> [TASK DIRECTIONS] In the records below, change every instance of "the locator" to "the annotator" and leave all other text unchanged.

Location identification entries:

──────────────────────────────

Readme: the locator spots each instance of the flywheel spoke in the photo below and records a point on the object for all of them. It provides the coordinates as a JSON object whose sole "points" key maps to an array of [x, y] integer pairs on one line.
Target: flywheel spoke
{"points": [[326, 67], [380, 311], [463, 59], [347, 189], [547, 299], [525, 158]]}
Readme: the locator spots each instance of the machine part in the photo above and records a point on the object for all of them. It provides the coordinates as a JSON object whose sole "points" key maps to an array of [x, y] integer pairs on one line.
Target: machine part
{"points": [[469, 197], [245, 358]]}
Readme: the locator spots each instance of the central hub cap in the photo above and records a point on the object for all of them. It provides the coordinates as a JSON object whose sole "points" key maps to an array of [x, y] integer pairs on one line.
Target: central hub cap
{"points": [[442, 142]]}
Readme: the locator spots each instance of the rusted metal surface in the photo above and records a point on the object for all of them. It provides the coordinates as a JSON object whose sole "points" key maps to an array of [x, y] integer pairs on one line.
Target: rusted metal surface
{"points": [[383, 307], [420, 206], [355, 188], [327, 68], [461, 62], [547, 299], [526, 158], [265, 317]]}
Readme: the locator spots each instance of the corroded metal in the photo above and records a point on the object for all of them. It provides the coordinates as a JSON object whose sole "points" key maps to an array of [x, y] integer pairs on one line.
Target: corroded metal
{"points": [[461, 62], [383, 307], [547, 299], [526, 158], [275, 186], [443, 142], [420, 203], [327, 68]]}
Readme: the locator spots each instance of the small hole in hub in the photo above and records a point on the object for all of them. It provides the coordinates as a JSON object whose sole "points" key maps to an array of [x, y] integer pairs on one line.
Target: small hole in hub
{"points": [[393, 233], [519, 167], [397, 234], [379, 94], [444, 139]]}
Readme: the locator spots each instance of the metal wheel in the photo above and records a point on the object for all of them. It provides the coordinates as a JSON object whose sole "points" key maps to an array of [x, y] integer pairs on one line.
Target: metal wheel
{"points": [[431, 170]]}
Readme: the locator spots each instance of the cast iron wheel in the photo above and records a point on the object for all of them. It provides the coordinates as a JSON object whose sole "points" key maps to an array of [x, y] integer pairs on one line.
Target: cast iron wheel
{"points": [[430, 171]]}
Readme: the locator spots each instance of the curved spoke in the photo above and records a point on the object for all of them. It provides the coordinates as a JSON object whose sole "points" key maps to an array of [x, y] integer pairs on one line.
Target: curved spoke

──────────────────────────────

> [WORKED SOLUTION]
Readme: the annotator spots each instance of the flywheel spoke in the photo below and records a point on the object for all of them. It provides the coordinates as a JSON object whose sole "points" key maps to an array of [x, y] integer pairs on one line.
Target: flywheel spoke
{"points": [[326, 67], [380, 311], [463, 59], [347, 189], [547, 299], [525, 158]]}
Readme: the annotator spots each instance of the machine part in the photo above and records a point on the object for all of them. It provides the coordinates as a JSON object whose sole "points" key maps to an array of [x, y] integer pairs on one line.
Target: machine part
{"points": [[469, 197], [245, 358]]}
Readme: the annotator spots each instance of the central hub cap in the photo above and records a point on the object for all of them. It provides the coordinates as a JSON object whose sole "points" key maps to an array of [x, y] integer pairs on one line.
Target: central hub cap
{"points": [[442, 142]]}
Readme: the annotator spots each instance of the rusted metal surface in the photo above and records a point on the object for all of them. It provides the coordinates as a JSON object whose sole "points" key maps to an array of [x, y] integer pairs on one line.
Target: rusted metal surface
{"points": [[383, 307], [420, 206], [355, 188], [327, 68], [461, 62], [547, 299], [526, 158], [265, 317]]}
Readme: the annotator spots each instance of the corroded metal in the photo above and records a point on the object for all of them. It provides the coordinates as a JSON object whose sole "points" key maps to an array of [x, y] integer pairs on one line.
Target: corroded metal
{"points": [[461, 62], [383, 307], [547, 299], [526, 158], [275, 186], [443, 142], [420, 203], [327, 68]]}
Readme: the annotator spots each instance of the small hole in hub in the photo above and records a point on the object for all of them. It provides the coordinates as a JSON object whose sole "points" key maps to an array of [x, y] integer pairs on one line.
Target: small hole in hub
{"points": [[393, 233], [519, 167], [397, 234], [379, 94], [444, 139]]}
Readme: the annotator spots each instance of the metal wheel in the photo above and records a point on the object for all of them. It provides the coordinates as a JSON object whose sole "points" key maps to an array of [x, y] integer pairs on one line.
Target: metal wheel
{"points": [[431, 170]]}
Readme: the annotator spots each instance of the cast iron wheel in the photo above and records a point on the object for all of them. It provides the coordinates as a JSON object whose sole "points" key maps to an array of [x, y] integer pairs on one line.
Target: cast iron wheel
{"points": [[430, 171]]}
Readme: the annotator spots each instance of the curved spoke in the photo above and records a point on the object for all of them. It provides the coordinates as a JSON object whose sole "points" key maps to an array of [x, y] integer pairs on one line.
Target: curved spoke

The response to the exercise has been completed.